▶ PROBLEM DETAILS
Summarize the movie review below in two sentences.

▶ SUPPLIED PASSAGE
Saturday, January 27, 2018

Mom and Dad


The Ryan's are a normal family with typical problems. Teenage Carly is defiant, abrasive as hell, and no longer confides in her mother. She fights with her little brother Josh, who is young and rambunctious. Parents Brent and Kendall mourn their lost dreams sacrificed to be parents and raise their family. Amidst their drama, something is making parents rage filled monsters whose only motivation is to kill their own children.


Mom and Dad is a crazy, over the top movie with a premise to match. The very first scene has a mother leave her car (containing her child) on the train tracks just before a train goes by. It's bold and tells the audience immediately what kind of film it is. Afterwards, the Ryan's are shown in their normal life with bickering kids and unfulfilled parents. Carly is an insufferable teen with nothing but disdain for her parents. She feels no guilt about stealing right from her mother's purse or saying purposefully hurtful things just to get a reaction. I felt a lot of sympathy for Brent and Kendall because society feeds people that the norm is having children. Both of them envisioned something else for their lives despite having conventional successes as a business man and a stay at home mom. They are unhappy and frustrated, a typical state for suburban parents. Both tried to do something to change up their lives (Brent built a pool table and Kendall tried to get her old job as a graphic designer back), but their attempts fail miserably.

▶ EXTRACTED MATERIAL
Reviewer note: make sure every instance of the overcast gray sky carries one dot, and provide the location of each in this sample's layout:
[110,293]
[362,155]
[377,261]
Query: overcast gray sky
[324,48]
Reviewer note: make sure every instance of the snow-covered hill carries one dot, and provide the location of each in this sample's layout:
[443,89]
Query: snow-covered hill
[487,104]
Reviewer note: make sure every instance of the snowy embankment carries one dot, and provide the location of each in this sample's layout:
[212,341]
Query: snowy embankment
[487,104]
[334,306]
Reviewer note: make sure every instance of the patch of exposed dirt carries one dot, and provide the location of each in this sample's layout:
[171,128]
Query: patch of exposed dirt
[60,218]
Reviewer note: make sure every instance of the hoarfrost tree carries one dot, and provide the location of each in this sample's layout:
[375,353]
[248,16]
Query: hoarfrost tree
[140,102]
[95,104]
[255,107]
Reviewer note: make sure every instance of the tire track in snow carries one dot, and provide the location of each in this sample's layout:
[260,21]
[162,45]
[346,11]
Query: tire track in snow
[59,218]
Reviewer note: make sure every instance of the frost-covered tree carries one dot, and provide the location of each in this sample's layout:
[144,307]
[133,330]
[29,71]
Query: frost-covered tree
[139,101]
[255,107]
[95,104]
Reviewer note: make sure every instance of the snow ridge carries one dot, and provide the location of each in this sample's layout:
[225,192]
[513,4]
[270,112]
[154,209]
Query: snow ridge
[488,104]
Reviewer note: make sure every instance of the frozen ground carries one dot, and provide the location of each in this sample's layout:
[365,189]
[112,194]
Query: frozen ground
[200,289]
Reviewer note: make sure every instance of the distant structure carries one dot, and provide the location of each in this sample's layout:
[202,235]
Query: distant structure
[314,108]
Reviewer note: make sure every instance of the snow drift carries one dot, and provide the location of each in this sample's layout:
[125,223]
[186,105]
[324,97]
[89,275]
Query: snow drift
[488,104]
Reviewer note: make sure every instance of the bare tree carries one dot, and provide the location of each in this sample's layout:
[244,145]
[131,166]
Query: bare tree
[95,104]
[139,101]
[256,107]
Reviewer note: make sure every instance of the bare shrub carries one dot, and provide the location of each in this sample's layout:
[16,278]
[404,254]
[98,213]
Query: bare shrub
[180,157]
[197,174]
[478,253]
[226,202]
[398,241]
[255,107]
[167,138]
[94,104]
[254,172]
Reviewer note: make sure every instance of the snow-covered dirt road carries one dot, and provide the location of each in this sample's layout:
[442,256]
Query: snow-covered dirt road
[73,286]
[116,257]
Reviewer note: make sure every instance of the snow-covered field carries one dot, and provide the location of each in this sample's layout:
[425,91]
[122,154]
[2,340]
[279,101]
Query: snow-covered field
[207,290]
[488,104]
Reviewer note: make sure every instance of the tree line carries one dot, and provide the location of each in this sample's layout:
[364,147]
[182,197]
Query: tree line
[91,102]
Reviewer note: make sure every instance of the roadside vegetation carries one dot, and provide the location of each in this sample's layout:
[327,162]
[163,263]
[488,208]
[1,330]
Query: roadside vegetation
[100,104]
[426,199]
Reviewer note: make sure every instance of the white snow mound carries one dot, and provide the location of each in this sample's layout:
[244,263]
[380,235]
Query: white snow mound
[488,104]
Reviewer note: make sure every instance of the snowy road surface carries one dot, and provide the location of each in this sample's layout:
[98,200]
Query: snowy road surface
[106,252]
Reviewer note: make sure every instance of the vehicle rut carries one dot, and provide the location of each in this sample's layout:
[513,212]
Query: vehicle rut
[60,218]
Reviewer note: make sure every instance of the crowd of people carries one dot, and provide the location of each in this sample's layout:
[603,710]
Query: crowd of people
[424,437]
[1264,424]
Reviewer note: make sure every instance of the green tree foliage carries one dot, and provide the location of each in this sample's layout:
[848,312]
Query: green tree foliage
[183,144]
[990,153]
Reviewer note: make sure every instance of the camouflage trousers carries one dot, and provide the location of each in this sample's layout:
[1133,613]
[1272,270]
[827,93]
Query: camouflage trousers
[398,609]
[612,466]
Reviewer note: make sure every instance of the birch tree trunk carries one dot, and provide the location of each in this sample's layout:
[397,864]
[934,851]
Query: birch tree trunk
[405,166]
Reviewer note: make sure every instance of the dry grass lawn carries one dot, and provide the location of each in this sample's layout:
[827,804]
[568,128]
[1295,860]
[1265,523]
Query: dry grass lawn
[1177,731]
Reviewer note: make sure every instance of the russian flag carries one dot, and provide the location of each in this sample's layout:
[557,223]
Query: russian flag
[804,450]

▶ OUTPUT
Mom and Dad is an over-the-top movie about the Ryan family: defiant teenager Carly, her rambunctious little brother Josh, and parents Brent and Kendall, who mourn the dreams they gave up to raise their family, while something turns parents into rage-filled monsters bent on killing their own children. The reviewer felt sympathy for the unhappy, frustrated parents, whose attempts to change their lives (Brent building a pool table and Kendall trying to get her old graphic design job back) fail miserably.